**Source passage:**
++++++++++++++++++++

Mycobacterium haemophilum is a species of the phylum Actinomycetota (Gram-positive bacteria with high guanine and cytosine content, one of the dominant phyla of all bacteria), belonging to the genus Mycobacterium.

Description
Short, occasionally curved, gram-positive, nonmotile and strongly acid-fast rods.

Colony characteristics
Nonpigmented and rough to smooth colonies.

Physiology
Media have to be supplemented with 0.4% haemoglobin or 60 μM hemin (factor X) or 15 mg/ml ferric ammonium citrate respectively, but not with FeCl3 or catalase.
Slow growth on Löwenstein–Jensen medium or Middlebrook 7H10 agar at 32 °C within 2 to 4 weeks.
Growth slower at 25 °C and 35 °C and absent at 37 °C.
Strictly intracellular growth in tissue cultures of fibroblasts.

Differential characteristics
Unique among mycobacteria in its requirement for hemin or ferric ammonium citrate for growth.

Distribution.

++++++++++++++++++++

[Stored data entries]
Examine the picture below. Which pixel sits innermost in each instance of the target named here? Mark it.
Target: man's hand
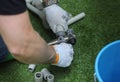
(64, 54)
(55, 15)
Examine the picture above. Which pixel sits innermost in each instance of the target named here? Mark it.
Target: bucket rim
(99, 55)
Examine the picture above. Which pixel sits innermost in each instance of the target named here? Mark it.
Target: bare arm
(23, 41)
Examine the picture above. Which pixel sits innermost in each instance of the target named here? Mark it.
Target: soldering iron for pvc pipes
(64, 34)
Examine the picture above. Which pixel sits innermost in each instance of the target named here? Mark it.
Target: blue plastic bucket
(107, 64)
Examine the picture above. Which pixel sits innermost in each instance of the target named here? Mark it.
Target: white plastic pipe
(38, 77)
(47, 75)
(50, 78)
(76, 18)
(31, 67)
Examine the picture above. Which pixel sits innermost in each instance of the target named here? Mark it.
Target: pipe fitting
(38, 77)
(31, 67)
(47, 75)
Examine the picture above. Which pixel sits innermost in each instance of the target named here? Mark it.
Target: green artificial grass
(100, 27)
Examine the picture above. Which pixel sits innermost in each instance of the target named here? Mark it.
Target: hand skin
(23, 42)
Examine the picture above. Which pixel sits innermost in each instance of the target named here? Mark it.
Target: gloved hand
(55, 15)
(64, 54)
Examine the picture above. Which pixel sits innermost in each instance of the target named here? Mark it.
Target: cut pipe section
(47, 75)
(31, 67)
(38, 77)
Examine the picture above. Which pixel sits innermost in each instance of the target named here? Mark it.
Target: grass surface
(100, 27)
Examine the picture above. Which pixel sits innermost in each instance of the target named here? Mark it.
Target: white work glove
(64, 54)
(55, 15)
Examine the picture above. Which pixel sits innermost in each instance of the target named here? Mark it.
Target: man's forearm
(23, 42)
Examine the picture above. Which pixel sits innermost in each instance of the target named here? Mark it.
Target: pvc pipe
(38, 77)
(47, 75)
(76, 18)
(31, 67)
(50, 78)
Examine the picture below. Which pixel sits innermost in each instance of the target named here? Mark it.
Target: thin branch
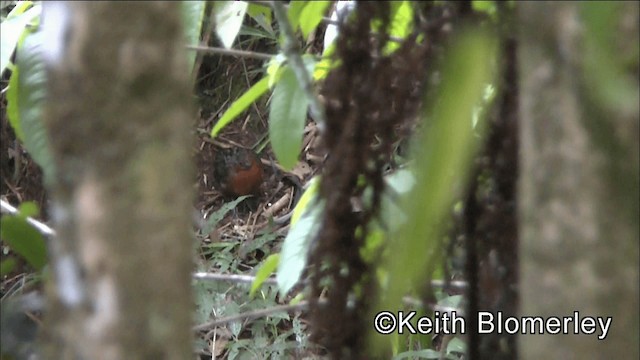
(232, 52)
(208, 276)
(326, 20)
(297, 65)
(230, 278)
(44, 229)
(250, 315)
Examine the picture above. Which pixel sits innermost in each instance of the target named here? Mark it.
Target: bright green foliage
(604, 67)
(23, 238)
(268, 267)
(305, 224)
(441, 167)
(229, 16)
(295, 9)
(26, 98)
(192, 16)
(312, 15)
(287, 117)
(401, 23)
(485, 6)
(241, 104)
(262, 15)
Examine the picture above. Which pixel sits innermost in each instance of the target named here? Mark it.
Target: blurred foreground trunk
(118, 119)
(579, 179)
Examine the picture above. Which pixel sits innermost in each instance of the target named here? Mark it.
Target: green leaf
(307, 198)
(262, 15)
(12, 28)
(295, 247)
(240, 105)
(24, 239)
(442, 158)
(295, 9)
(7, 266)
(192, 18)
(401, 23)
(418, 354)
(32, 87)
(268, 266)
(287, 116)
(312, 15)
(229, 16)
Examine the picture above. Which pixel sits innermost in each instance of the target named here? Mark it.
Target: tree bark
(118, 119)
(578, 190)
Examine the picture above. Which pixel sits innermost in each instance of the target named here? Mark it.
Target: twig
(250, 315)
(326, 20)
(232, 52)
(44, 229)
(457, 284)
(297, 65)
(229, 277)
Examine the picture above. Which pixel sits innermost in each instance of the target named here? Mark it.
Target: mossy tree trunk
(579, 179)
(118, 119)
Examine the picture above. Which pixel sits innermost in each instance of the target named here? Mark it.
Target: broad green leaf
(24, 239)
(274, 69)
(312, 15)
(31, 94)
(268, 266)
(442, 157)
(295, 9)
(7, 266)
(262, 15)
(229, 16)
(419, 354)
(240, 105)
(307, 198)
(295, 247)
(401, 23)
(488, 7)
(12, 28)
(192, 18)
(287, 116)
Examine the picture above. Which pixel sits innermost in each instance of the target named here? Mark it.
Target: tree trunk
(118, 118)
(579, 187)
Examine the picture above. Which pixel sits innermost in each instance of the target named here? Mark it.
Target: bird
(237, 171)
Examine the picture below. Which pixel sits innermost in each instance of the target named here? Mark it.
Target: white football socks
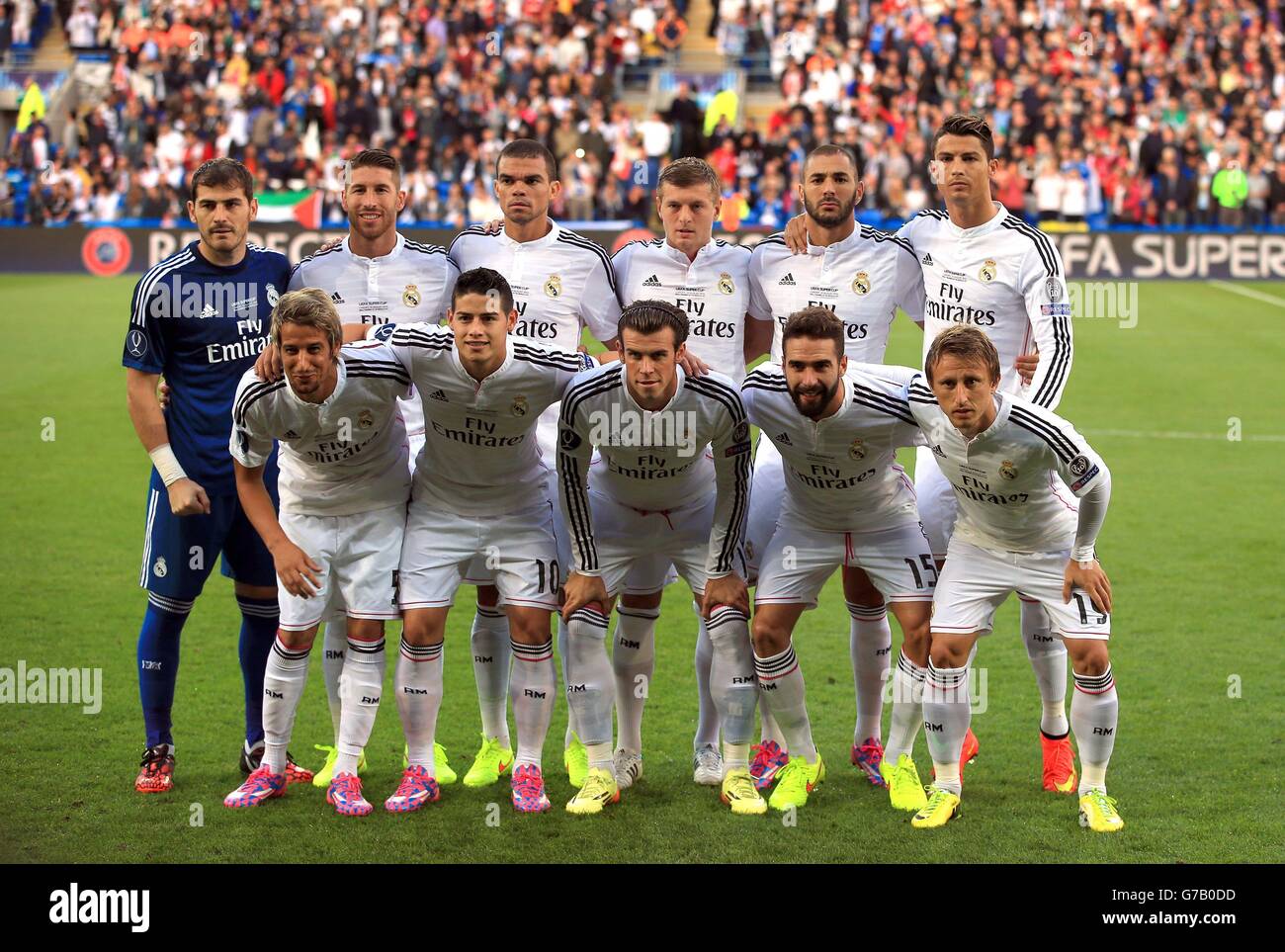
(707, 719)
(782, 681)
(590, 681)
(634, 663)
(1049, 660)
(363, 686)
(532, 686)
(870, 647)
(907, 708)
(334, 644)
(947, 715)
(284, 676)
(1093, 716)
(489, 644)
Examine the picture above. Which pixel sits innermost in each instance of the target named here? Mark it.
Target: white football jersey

++++++++++++++++++++

**Exercise instructions:**
Resume the passage on Mycobacterium haemophilum, picking up right after its final line.

**Answer to the exercise:**
Pathogenesis
Infects patients with suppressed immune systems.
Clinical presentation: multiple skin nodules occurring in clusters or without definitive pattern, commonly involving the extremities. Abscesses, draining fistulas and osteomyelitis may be associated with the nodules. Paediatric patients with localised cervical lymphadenopathy.
Biosafety level 2

Type strain
First isolated in Israel from a subcutaneous granuloma from a patient with Hodgkin's disease. An environmental reservoir is presumed.
Strain ATCC 29548 = CCUG 47452 = CIP 105049 = DSM 44634 = NCTC 11185.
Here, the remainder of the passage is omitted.